What needs to be done>
Rewrite the records starting at the line that contains "Dataset class: car side" and continuing through the end, with "lane marking" replaced by "road marking" and everything else left unchanged.
start Exercise inputs
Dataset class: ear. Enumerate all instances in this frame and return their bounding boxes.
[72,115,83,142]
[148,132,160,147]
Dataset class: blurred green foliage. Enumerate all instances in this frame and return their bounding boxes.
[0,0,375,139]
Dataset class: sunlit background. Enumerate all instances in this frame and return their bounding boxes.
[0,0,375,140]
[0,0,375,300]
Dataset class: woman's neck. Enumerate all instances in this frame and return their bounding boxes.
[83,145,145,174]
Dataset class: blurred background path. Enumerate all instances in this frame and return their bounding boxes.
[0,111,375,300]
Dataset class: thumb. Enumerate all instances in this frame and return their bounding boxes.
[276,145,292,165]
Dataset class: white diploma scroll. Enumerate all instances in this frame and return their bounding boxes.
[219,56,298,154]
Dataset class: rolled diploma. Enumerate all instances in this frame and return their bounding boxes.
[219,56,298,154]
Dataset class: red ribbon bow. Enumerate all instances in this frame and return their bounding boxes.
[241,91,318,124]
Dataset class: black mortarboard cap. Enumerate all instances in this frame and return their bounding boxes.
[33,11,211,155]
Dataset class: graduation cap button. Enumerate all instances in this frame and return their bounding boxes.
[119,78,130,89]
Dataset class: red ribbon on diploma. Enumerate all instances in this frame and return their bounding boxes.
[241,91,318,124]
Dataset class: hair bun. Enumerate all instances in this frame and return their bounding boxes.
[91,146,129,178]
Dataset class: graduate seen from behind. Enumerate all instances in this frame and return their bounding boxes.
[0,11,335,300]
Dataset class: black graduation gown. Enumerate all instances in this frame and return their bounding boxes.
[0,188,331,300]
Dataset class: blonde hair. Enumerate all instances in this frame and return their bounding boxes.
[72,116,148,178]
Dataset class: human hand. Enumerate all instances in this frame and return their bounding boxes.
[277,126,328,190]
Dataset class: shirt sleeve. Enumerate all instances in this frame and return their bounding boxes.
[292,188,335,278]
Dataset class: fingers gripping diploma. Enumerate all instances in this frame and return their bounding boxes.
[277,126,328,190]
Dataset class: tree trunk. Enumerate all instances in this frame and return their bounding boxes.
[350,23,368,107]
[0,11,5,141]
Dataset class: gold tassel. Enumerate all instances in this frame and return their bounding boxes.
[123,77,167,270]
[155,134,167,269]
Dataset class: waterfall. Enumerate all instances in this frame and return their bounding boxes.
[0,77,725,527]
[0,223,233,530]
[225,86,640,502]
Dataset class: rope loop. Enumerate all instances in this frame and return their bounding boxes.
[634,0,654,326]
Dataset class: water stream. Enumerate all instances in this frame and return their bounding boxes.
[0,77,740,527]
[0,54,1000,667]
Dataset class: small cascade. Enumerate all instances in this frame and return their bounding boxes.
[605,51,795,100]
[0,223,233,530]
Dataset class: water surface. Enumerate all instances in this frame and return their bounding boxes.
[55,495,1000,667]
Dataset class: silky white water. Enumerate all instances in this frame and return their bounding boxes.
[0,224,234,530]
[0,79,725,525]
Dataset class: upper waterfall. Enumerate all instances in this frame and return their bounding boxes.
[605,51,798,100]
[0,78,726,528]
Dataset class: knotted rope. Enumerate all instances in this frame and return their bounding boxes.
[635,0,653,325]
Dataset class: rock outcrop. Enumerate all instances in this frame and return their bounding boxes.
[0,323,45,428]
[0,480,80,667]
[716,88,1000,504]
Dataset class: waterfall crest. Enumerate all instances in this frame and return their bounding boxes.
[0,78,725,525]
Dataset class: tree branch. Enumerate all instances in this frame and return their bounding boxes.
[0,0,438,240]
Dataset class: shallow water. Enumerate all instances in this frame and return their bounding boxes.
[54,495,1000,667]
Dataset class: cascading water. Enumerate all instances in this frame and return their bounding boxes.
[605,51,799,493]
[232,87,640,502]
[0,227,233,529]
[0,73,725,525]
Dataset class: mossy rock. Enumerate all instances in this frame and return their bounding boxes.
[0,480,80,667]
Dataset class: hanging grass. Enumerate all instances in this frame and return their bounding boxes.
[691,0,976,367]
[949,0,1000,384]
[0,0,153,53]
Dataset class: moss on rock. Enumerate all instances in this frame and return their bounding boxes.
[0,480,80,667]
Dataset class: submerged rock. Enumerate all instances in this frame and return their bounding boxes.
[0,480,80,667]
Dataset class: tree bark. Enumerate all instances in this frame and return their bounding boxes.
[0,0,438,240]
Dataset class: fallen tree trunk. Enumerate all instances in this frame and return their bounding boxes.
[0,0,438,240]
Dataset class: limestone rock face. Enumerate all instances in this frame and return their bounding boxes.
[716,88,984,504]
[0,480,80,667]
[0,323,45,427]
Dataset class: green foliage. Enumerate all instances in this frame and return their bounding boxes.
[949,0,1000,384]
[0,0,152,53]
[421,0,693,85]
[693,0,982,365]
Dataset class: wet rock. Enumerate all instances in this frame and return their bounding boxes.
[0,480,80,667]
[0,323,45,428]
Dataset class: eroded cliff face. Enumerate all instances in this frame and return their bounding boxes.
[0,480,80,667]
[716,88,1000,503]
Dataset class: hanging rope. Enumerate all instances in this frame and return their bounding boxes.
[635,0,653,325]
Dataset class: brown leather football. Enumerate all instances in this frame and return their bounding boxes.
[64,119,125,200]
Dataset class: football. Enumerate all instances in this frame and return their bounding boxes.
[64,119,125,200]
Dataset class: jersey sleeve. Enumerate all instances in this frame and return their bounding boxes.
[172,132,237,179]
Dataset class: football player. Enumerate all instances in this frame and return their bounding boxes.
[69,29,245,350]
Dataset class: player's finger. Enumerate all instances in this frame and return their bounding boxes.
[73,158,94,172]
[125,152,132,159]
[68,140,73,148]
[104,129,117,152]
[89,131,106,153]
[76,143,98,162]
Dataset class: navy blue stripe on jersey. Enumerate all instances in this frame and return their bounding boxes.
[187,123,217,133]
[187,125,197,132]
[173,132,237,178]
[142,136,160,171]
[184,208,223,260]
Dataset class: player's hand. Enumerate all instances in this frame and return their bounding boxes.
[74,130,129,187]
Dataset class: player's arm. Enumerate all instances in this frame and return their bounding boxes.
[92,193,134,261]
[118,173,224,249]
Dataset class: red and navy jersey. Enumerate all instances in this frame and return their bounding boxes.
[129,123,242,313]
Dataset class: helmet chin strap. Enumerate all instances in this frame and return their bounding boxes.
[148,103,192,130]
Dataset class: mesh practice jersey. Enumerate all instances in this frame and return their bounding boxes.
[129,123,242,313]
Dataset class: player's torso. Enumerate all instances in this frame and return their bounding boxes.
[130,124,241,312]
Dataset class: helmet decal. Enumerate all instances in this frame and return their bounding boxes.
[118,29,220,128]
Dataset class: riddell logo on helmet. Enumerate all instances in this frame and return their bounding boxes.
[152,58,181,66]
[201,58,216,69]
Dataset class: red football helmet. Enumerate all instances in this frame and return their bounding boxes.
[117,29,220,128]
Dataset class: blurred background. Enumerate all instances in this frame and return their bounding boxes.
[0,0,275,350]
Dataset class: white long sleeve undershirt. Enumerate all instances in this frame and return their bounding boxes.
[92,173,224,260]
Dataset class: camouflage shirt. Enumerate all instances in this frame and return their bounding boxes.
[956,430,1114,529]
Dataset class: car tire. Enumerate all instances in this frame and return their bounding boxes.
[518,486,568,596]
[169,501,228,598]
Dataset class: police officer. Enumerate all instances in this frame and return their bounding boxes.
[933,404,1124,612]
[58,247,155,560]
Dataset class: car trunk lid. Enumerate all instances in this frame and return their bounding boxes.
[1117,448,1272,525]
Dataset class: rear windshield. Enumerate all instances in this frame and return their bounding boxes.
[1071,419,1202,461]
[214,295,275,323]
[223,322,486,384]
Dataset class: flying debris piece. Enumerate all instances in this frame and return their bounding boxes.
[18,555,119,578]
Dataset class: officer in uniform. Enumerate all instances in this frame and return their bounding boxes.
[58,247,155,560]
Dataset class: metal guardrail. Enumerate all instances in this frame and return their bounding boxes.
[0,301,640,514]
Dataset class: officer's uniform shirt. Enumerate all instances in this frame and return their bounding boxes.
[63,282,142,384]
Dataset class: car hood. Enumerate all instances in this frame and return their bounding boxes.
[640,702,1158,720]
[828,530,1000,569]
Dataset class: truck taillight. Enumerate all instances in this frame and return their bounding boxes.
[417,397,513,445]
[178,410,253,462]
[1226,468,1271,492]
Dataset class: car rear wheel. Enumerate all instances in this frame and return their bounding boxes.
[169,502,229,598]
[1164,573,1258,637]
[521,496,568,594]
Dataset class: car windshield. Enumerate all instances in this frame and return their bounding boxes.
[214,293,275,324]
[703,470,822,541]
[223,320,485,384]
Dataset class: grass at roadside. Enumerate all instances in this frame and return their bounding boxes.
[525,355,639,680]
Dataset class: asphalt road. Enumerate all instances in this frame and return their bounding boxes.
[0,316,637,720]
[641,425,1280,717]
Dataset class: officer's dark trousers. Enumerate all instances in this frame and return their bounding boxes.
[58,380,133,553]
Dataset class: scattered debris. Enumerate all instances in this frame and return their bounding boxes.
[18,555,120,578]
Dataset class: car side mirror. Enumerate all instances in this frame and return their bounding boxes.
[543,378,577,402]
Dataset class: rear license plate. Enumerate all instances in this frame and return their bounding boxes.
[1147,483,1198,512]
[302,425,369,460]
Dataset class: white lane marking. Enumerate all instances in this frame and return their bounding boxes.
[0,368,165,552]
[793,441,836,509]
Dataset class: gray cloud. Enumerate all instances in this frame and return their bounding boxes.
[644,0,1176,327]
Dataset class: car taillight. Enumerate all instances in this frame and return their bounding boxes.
end Exercise inputs
Solution below>
Dataset class: car side mirror. Enumerate all instances in this frame and return their bounding boxes.
[543,378,577,402]
Dataset class: rear license plate. Enumerate all instances in this frame and return their bounding boxes.
[1147,483,1198,512]
[302,425,369,460]
Dataset class: white road marking. Enumerate all instances in this frame and return their bounding boxes.
[0,368,165,552]
[793,441,836,509]
Dataset class: gray cloud. Enumerate all instances in this frame and return their bounding boxes.
[644,0,1176,327]
Dataset class: car taillight. Enumerate all instances in this frame and return their bounding boxes.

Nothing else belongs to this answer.